Re: Looking for I/O transform to untar a tar.gz

Chamikara Jayalath Fri, 16 Mar 2018 16:28:23 -0700

Of course. Feel free to add a comment to JIRA and send out a pull request
for this.
Can one of the JIRA admins assign this to Sajeevan ?


Thanks,
Cham

On Fri, Mar 16, 2018 at 4:22 PM Sajeevan Achuthan <
[email protected]> wrote:

> Hi Guys,
>
> Can I take a look at this issue? If you agree, my Jira id is eachsaj
>
> thanks
> Saj
>
>
>
> On 16 March 2018 at 22:13, Chamikara Jayalath <[email protected]>
> wrote:
>
>> Created https://issues.apache.org/jira/browse/BEAM-3867.

━━━━━━━━━━━━━━━━━━━━

**Request A**
Output the stored data rows as a two-column CSV with the headers "instruction" and "answer," one line per row, putting each row's text and its answer in a single quoted field with line breaks replaced by spaces.
The thread above and the rows that follow have no connection to each other.

Stored data entries
━━━━━━━━━━━━━━━━━━━━

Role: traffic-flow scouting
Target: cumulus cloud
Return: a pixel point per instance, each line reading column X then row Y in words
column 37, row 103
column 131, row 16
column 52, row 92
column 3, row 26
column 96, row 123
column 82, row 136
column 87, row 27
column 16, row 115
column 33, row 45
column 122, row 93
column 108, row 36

━━━━━━━━━━━━━━━━━━━━

**Request B**
Copy the passage of the tar.gz thread verbatim, starting at the words that have "Chamikara Jayalath Fri, 16" and stopping after "to Sajeevan ?".

**Correct response A**
instruction,answer
"Role: traffic-flow scouting Target: cumulus cloud Return: a pixel point per instance, each line reading column X then row Y in words","column 37, row 103 column 131, row 16 column 52, row 92 column 3, row 26 column 96, row 123 column 82, row 136 column 87, row 27 column 16, row 115 column 33, row 45 column 122, row 93 column 108, row 36"

**Correct response B**
Chamikara Jayalath Fri, 16 Mar 2018 16:28:23 -0700

Of course. Feel free to add a comment to JIRA and send out a pull request
for this.
Can one of the JIRA admins assign this to Sajeevan ?